• [Data records]:
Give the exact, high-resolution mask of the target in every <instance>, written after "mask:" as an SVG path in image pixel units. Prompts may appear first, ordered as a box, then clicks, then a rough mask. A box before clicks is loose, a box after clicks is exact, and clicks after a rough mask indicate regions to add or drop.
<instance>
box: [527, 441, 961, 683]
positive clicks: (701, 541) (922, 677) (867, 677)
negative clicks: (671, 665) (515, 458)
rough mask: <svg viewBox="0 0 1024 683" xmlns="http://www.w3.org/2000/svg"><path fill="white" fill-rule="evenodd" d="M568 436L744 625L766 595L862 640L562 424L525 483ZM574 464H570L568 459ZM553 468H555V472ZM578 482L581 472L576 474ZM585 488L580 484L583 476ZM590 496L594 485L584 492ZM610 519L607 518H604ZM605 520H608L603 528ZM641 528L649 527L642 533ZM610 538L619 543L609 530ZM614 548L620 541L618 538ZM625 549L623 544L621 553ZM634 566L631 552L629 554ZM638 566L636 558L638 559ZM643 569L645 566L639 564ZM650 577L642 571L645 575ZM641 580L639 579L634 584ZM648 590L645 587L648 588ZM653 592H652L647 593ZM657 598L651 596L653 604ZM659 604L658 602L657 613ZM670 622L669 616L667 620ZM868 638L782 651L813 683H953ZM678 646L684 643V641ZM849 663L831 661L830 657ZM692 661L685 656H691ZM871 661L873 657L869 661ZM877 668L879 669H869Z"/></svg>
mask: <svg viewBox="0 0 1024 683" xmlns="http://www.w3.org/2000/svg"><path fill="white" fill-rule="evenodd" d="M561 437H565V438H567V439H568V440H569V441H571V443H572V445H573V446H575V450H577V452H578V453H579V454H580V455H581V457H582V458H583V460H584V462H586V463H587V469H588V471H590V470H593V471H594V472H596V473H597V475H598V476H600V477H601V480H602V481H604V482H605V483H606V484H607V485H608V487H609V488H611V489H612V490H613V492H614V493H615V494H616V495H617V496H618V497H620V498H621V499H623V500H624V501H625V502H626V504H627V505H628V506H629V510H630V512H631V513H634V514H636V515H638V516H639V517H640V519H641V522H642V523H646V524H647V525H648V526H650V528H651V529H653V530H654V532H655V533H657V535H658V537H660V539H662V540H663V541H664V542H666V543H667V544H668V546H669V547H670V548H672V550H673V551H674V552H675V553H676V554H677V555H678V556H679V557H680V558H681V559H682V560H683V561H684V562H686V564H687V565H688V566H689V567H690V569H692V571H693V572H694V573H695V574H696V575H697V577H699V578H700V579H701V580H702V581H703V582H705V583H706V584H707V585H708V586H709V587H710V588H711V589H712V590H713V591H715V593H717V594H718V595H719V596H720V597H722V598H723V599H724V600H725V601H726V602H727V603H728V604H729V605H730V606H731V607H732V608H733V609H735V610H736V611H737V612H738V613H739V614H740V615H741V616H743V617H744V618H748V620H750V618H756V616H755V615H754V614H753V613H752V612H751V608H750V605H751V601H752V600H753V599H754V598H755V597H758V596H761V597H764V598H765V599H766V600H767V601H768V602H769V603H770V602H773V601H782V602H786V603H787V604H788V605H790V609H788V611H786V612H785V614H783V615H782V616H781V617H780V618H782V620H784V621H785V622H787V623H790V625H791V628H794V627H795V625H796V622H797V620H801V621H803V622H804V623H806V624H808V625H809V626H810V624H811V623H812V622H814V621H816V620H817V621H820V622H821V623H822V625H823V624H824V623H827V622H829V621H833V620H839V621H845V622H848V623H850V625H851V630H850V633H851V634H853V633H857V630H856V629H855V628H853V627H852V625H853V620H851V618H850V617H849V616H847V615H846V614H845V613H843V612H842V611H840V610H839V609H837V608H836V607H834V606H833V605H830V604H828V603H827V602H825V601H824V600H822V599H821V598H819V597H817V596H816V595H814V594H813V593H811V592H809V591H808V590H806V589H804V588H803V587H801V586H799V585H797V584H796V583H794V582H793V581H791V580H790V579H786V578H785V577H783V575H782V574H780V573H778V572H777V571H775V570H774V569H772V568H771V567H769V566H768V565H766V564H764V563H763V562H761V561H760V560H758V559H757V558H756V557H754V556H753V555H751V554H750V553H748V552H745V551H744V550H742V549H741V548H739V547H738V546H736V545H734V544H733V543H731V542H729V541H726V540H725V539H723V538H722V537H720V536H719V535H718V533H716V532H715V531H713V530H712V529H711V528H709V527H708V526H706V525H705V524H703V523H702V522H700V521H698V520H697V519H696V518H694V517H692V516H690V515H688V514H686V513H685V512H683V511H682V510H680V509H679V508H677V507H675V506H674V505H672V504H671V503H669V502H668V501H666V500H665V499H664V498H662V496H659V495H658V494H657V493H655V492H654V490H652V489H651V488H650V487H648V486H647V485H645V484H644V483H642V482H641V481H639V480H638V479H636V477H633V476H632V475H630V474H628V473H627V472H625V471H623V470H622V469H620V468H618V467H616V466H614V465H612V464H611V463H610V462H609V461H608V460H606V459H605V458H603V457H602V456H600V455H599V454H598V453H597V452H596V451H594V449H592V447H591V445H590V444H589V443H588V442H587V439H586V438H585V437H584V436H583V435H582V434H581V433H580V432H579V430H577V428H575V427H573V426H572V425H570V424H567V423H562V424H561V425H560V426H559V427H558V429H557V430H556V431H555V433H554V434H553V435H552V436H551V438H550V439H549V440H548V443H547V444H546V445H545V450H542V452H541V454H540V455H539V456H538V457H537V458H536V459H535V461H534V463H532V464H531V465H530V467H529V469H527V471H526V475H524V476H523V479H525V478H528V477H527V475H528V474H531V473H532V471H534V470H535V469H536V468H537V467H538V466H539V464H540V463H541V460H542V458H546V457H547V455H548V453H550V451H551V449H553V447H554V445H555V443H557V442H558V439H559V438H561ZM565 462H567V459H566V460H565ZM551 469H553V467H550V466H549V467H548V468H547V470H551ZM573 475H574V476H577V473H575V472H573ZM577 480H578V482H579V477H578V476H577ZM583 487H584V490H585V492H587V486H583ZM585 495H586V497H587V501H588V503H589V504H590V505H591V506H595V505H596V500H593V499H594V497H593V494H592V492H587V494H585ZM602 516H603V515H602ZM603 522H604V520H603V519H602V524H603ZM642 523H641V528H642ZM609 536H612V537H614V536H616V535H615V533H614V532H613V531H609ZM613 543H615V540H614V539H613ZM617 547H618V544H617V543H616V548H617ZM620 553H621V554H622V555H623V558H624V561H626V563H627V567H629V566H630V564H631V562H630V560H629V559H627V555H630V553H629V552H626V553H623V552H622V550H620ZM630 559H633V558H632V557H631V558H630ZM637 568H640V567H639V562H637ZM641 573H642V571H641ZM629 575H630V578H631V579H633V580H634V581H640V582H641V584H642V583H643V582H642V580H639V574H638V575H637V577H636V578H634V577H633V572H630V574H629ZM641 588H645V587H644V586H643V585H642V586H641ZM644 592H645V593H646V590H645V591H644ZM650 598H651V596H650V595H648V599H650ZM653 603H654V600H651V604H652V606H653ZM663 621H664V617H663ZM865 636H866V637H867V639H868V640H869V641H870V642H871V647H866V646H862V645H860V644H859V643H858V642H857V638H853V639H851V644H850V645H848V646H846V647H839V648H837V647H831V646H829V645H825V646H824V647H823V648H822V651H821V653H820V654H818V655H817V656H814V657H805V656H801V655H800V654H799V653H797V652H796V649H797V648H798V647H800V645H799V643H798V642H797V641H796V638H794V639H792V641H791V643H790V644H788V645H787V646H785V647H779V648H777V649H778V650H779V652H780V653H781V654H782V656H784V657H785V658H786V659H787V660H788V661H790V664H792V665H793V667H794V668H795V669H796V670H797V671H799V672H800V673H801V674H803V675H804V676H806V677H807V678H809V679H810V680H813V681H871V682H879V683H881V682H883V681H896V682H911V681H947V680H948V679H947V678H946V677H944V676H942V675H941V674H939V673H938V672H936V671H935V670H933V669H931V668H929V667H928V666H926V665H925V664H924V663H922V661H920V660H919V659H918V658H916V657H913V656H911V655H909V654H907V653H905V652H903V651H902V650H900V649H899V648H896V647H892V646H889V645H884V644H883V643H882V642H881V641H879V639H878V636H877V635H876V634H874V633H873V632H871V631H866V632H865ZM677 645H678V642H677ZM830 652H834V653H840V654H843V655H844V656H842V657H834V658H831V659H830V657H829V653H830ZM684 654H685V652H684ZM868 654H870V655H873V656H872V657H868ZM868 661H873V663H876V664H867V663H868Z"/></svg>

• [The problem]: Going through the material above, tally each line holding the word "instance", then give the total and nothing else.

• [Answer for the task]: 2